Thread

  1. Re: Missing calls to UnlockBuffers() - unify error handling?

    Rahila Syed <rahilasyed90@gmail.com> — 2025-11-14T11:40:35Z

    Hi Andres,
    
    
    > Widening the perspective a bit, our current approach for such
    > error-handling /
    > shutdown functions seems ... not maintainable. In particular we have a
    > substantial number of top-level sigsetjmp() handlers that have slightly
    > different recovery codepaths.  When adding a new process type, how is one
    > supposed to even know what function one needs to call?
    >
    > PostgresMain() has this comment:
    >                 /*
    >                  * NOTE: if you are tempted to add more code in this
    > if-block,
    >                  * consider the high probability that it should be in
    >                  * AbortTransaction() instead.  The only stuff done
    > directly here
    >                  * should be stuff that is guaranteed to apply *only* for
    > outer-level
    >                  * error recovery, such as adjusting the FE/BE protocol
    > status.
    >                  */
    >
    > But a) that clearly hasn't worked, given how long the following block is,
    > and
    > b) can't really work that well, because we have plenty processes that don't
    > use transaction, therefore putting cleanup in AbortTransaction() doesn't go
    > that far.
    >
    
    I don't quite know how it should look like, but it seems pretty obvious that
    > it should be more unified than it is.  My gut feeling is that we should
    > have a
    > single error recovery function that has a flags argument guiding which
    > subsystems should be reset and which shouldn't.

• _Stated exercise 1_
Can you sum up the message in two sentences?

[Data records]
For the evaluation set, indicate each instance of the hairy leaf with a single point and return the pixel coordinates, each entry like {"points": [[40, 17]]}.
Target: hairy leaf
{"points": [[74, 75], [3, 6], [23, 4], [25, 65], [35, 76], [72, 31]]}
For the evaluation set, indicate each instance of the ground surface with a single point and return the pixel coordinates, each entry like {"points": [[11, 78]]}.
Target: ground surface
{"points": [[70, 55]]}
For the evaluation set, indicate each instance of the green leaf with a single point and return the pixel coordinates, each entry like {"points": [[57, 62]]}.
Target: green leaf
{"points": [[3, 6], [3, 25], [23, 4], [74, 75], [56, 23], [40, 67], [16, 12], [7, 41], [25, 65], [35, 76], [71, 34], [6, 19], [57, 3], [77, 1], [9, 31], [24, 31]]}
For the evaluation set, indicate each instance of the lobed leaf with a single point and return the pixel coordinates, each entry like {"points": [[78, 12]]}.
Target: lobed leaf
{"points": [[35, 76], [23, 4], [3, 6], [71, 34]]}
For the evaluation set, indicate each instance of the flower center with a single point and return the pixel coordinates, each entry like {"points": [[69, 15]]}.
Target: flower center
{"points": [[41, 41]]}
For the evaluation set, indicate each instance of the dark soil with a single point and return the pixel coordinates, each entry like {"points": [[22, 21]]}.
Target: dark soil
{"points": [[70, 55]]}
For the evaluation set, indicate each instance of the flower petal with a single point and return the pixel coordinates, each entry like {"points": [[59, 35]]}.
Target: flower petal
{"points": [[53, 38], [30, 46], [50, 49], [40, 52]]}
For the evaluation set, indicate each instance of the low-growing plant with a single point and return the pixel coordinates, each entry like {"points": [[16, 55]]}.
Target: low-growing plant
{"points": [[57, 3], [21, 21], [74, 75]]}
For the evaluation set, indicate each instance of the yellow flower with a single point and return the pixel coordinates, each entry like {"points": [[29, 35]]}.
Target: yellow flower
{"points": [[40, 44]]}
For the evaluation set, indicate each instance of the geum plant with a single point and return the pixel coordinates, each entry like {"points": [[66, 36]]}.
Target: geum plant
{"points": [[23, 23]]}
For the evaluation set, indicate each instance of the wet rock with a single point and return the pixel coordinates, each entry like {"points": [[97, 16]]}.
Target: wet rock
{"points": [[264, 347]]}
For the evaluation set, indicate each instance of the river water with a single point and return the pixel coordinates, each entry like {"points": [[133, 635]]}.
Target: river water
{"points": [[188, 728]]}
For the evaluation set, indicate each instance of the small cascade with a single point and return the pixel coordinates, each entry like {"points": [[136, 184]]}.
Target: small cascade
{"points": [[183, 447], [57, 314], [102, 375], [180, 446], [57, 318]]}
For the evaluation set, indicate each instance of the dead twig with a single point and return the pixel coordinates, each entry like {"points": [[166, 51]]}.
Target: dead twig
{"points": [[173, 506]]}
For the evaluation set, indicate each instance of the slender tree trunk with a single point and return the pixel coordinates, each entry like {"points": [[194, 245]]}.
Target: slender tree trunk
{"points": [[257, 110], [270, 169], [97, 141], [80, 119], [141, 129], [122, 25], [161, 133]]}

• _Stated exercise 2_
How many lines of the entries contain the string "flower"? Case counts; give only the number.

• _Complete output 1_
The current approach to error-handling and shutdown functions is called not maintainable, since there are many top-level sigsetjmp() handlers with slightly different recovery codepaths and no clear way to know which function a new process type must call. A comment in PostgresMain() says cleanup belongs in AbortTransaction(), but that hasn't worked and can't work well because plenty of processes don't use transactions, so a more unified approach is suggested, such as a single error recovery function with a flags argument guiding which subsystems to reset.

• _Complete output 2_
6